-- READING TEXT follows --

24 July 2012

Speaking truth to stupid

I've spent the last three weeks, since the latest post, catching a cold and passing it on to my wife, watching in bewilderment the disgraceful show many Romanian politicians and some Romanian media figures are putting on these days, discovering the new, controversial HBO series The Newsroom, taking a short trip to the Jurassic Coast, meeting old friends for the first time, and savoring leisurely, at dusk, the exquisite French food one finds at Thierry Tomasin's decadent Angelus. And yes, we have booked tickets to another Royal Albert Hall event - the late night, late August Whitacre concert. Fingers crossed.

The current Romanian PM is, ironically, a former prosecutor who has recently been shown to have plagiarized his PhD dissertation and who has orchestrated a parliamentary putsch. His actions and complete lack of moral rectitude serve to remind much of Europe that my native country is still a fledgling democracy, caught between its communist past (single-party politics, nationalist demagoguery, vilification of opposition) and its seemingly unending present as a banana republic (kleptocracy, endemic corruption, a disabled justice system). By the way, a comparison between recent developments in both Romania and Paraguay (the June ousting of president Lugo) would probably be quite revealing. 

The real drama, though, is not that those in power don't spend much time in front of a truthful mirror (part of the Romanian press has laudably reflected correctly the nature of intentions and machinations on both sides of the political dispute, and the real stakes), but that a worrying majority of the public, old and young, has not had a chance to learn anything about democracy and to internalize its values. Many still respond to puerile dichotomies (one figure or another is always distributed in the role of “the embodiment of evil"), to ritualistic violence (in language or actual public gesticulation), to a carnivalesque reversal of semantics (the thief brags about his honesty, the cowardly accuses others of his own unmentionable sin). It remains to be seen if speaking truth to stupid actually helps.

04 July 2012

Times and means of rapprochement (III)

Another exaggeration in Gane's treatment of Leviticus 16 is the emphasis on Yom Kippurim as a day of judgment. Not only is the rabbinic tradition ambiguous in this regard (Rosh Hashanah being strongly associated with the idea of judgment), but one could also take into account passages like Exodus 12:15 and Numbers 9:13, that imply a Paschal judgment (under the same threat of kareth as in Lev. 23:29-30). Covenantal loyalty was not to be tested only by the strictures of Yom Kippurim. But this is a minor point.

-- READING TEXT concluded --
-- RECORD EXTRACTS follows --

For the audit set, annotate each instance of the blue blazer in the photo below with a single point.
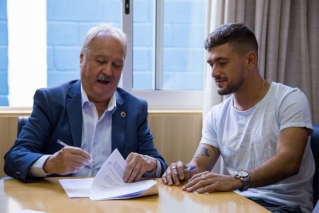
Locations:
(57, 114)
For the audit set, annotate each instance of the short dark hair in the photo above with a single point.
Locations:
(238, 35)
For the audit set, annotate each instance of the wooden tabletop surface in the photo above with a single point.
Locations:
(49, 196)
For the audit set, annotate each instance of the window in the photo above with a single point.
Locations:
(165, 61)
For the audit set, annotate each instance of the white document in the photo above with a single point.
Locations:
(108, 183)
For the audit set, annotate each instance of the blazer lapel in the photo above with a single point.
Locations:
(74, 111)
(118, 124)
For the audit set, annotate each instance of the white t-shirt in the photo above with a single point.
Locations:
(246, 139)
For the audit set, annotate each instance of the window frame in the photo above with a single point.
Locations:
(158, 99)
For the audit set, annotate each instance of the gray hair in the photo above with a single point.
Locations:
(103, 28)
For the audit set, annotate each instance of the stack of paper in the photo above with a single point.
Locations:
(108, 183)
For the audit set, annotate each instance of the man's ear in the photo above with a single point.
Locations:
(81, 59)
(251, 59)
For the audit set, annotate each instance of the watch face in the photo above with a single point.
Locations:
(242, 173)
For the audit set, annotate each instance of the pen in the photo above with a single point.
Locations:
(187, 169)
(64, 144)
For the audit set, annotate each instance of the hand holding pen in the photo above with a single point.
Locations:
(67, 160)
(65, 145)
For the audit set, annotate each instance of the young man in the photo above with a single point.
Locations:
(261, 131)
(92, 116)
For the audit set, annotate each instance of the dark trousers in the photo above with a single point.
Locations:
(277, 208)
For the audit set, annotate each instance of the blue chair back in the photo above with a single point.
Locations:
(315, 151)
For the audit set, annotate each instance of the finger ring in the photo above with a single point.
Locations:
(203, 176)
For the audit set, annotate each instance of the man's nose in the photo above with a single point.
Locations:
(107, 69)
(215, 72)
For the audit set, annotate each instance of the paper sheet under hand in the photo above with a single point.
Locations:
(108, 183)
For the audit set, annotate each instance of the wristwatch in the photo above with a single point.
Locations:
(244, 177)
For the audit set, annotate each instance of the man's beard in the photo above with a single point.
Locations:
(231, 87)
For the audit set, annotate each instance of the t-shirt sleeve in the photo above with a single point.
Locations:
(209, 130)
(294, 111)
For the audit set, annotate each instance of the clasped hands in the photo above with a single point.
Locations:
(199, 181)
(71, 159)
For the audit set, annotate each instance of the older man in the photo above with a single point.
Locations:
(92, 116)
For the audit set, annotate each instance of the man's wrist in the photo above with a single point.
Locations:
(153, 163)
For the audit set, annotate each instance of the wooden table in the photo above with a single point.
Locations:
(49, 196)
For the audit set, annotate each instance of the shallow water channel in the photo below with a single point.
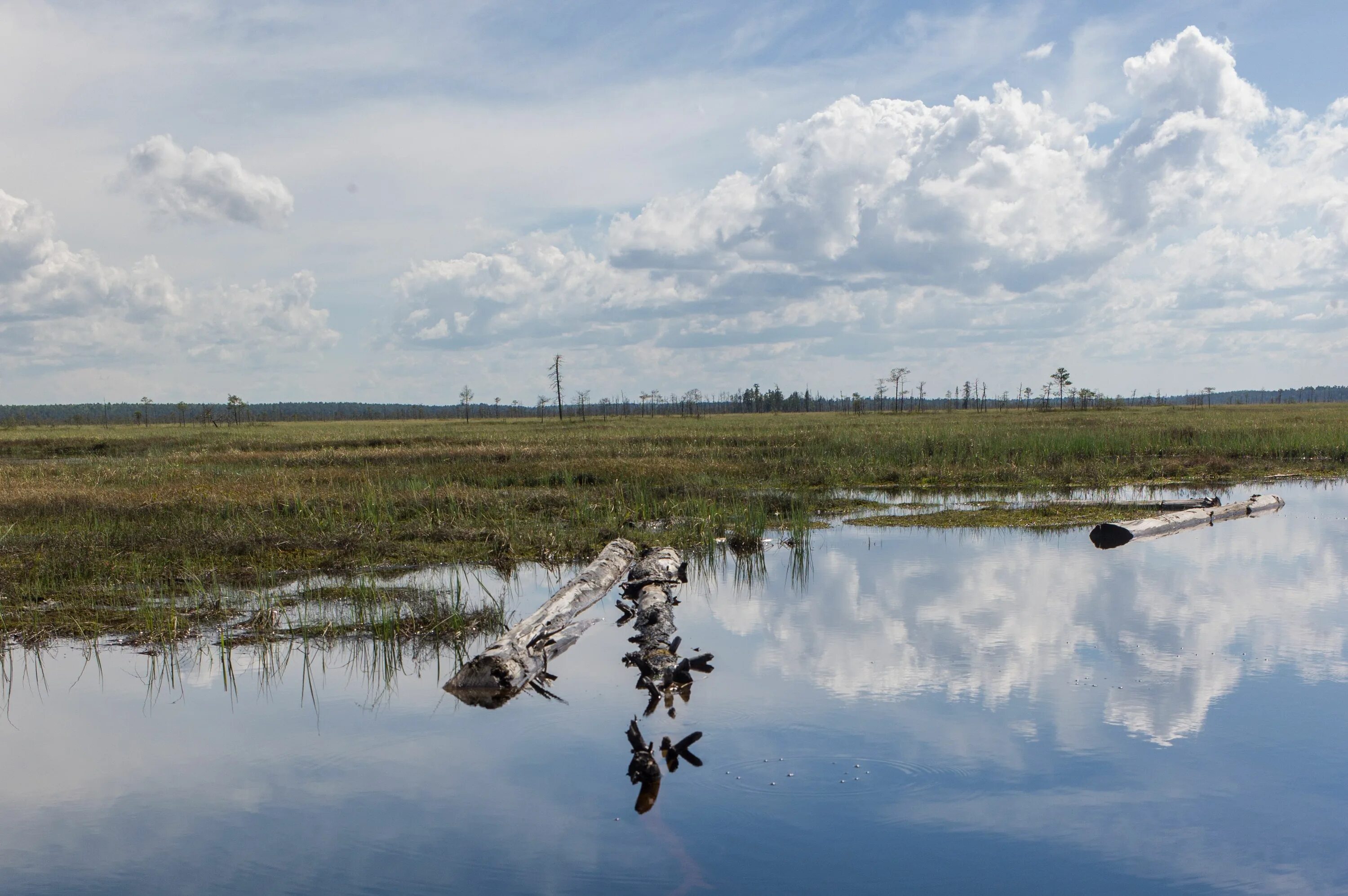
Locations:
(897, 711)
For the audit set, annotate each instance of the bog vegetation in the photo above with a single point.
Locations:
(107, 522)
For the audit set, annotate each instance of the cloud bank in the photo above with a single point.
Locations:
(1210, 225)
(62, 306)
(204, 186)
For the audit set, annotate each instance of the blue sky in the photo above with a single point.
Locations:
(385, 203)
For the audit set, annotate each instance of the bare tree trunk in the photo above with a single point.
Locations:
(650, 589)
(519, 657)
(1107, 535)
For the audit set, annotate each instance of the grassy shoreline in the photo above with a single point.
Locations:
(108, 516)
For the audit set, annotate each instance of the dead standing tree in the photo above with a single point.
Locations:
(554, 376)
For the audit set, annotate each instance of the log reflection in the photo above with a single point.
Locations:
(649, 601)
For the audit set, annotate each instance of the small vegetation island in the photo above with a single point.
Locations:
(123, 521)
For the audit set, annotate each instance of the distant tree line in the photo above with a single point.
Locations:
(893, 394)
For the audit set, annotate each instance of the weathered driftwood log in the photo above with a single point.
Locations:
(522, 654)
(1115, 534)
(1154, 504)
(650, 592)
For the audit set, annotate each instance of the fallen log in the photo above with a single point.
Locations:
(650, 601)
(1152, 504)
(522, 654)
(1107, 535)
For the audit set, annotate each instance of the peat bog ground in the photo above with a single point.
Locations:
(147, 533)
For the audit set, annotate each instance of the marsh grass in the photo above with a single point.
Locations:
(139, 531)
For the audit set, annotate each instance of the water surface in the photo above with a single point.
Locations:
(906, 711)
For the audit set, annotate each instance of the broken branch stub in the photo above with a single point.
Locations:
(505, 669)
(650, 589)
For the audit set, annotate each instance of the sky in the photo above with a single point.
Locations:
(387, 203)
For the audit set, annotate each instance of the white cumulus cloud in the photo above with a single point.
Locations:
(199, 185)
(65, 306)
(1211, 227)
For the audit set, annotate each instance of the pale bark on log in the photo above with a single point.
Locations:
(519, 657)
(1107, 535)
(1150, 504)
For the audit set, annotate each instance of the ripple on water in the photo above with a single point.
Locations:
(831, 777)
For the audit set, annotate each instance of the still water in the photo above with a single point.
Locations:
(931, 712)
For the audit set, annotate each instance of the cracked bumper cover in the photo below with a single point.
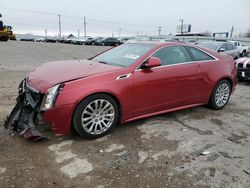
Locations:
(26, 115)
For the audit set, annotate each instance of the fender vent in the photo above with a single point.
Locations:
(124, 76)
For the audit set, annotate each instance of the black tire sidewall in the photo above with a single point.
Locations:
(77, 125)
(212, 102)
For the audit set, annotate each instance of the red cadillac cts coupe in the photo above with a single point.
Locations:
(128, 82)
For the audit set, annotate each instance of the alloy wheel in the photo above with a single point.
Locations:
(98, 116)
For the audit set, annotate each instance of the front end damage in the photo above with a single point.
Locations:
(24, 116)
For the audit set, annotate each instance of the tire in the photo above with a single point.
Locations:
(95, 116)
(244, 53)
(220, 95)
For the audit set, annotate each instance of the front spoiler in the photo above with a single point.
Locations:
(22, 120)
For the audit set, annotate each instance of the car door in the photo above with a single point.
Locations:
(206, 69)
(172, 85)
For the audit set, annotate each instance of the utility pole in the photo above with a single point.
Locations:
(181, 20)
(232, 30)
(85, 25)
(60, 29)
(120, 30)
(159, 30)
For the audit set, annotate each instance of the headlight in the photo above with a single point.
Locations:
(50, 97)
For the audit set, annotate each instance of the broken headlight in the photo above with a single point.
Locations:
(50, 97)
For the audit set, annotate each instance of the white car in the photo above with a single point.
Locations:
(80, 40)
(244, 50)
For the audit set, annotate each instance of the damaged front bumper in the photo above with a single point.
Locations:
(24, 116)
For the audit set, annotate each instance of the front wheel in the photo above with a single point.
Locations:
(96, 116)
(220, 95)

-- RECORD EXTRACTS concluded --

=== WORK REQUEST ===
According to the blog text, which Royal Albert Hall event has the writer booked tickets for? The data come from a separate source, unrelated to the blog text.

=== OUTPUT OF THE TASK ===
The late night, late August Whitacre concert.